Please count the lines in the rows below that contain the word "outdoor", matching case exactly, and reply with the number alone.
— Start of EXTRACTED MATERIAL —
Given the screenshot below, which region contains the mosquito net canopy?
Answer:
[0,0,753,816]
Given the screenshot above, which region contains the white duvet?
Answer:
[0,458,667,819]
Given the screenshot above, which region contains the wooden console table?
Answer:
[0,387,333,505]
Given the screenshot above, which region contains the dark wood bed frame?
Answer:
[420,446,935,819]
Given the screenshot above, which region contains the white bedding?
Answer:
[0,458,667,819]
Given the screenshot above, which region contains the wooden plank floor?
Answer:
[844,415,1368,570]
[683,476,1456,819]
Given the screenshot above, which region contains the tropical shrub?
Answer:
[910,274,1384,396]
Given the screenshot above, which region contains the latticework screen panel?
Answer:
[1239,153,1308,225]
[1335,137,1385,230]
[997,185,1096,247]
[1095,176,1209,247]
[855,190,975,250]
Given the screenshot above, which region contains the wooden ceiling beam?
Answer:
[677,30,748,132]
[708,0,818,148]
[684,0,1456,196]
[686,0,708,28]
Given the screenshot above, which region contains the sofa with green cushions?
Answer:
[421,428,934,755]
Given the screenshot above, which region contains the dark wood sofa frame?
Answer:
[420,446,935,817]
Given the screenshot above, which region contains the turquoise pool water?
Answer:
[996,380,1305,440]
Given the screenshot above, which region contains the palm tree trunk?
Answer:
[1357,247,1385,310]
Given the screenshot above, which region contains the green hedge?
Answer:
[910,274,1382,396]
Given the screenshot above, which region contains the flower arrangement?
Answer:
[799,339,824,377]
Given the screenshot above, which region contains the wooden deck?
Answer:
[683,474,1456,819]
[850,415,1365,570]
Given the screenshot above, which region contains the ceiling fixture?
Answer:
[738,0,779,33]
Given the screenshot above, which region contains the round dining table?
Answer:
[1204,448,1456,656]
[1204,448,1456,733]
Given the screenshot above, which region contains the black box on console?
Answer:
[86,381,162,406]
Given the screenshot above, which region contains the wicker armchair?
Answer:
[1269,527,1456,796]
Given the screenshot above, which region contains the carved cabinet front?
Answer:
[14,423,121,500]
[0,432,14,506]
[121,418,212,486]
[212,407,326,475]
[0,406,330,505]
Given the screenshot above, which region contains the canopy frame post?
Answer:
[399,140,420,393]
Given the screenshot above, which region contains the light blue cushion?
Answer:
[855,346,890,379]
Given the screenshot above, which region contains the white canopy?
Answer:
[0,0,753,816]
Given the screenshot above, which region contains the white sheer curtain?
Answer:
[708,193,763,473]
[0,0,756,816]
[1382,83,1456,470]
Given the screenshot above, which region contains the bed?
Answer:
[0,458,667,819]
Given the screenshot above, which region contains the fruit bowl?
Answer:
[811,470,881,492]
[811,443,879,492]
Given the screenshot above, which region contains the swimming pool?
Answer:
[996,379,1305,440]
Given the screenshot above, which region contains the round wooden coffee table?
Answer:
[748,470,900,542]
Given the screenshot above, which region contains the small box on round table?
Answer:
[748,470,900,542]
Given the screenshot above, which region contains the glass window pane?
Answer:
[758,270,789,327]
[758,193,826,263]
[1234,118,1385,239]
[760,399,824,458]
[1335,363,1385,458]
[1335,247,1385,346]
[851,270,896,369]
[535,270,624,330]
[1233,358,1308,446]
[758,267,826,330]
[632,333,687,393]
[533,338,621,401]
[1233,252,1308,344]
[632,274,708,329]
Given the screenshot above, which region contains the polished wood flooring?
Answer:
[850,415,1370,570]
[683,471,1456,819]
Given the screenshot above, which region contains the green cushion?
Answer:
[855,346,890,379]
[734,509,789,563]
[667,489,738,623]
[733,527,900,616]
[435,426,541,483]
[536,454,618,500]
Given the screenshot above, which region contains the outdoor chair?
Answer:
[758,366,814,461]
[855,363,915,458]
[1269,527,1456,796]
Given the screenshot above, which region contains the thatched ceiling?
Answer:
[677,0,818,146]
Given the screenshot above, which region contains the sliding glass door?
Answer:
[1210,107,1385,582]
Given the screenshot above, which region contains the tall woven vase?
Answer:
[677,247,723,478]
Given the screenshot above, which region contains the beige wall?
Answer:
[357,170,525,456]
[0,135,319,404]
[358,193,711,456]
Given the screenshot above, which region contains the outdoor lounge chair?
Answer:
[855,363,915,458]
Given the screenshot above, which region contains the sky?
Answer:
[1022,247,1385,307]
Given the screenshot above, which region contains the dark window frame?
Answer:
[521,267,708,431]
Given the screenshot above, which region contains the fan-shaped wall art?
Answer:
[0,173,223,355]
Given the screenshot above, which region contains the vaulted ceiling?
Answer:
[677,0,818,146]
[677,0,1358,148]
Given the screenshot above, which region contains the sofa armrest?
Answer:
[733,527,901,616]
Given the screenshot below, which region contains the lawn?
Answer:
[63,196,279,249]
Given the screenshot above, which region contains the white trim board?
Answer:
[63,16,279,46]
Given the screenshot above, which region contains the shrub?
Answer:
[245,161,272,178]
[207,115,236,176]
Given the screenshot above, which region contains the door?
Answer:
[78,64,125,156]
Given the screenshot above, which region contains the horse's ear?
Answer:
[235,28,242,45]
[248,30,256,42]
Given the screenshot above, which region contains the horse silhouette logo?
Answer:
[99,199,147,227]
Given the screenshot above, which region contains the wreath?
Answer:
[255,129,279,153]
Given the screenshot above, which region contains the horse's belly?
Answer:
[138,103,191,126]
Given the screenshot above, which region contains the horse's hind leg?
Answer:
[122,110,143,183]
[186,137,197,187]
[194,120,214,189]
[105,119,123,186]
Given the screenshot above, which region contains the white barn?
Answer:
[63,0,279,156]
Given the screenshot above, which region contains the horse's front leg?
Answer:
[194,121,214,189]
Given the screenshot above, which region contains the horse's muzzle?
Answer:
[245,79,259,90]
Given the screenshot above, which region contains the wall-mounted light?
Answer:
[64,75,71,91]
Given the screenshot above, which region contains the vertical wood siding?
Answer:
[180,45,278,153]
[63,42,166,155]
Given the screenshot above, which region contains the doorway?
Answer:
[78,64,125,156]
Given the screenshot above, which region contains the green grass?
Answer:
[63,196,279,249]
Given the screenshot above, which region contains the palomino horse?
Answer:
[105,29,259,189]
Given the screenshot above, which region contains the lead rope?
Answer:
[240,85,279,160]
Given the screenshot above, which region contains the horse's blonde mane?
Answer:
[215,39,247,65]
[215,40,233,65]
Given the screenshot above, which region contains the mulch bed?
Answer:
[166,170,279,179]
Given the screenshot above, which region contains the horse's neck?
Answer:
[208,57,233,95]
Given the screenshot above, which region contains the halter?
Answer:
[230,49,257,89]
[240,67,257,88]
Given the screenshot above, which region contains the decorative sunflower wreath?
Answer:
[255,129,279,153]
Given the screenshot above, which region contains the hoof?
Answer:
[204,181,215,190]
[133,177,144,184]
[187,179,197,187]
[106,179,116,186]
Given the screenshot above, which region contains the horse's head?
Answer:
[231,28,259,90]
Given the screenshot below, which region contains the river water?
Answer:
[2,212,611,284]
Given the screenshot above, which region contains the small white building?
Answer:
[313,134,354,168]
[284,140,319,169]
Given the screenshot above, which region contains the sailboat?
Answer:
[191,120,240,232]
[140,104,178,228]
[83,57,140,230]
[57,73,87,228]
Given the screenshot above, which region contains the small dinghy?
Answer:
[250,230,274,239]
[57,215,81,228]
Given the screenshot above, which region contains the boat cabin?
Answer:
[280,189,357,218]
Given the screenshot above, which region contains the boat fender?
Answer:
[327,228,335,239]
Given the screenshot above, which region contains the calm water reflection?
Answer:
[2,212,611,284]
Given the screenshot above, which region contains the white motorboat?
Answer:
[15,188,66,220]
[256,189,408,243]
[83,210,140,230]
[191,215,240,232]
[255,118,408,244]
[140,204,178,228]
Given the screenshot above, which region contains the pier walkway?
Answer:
— End of EXTRACTED MATERIAL —
#### EXERCISE ANSWER
2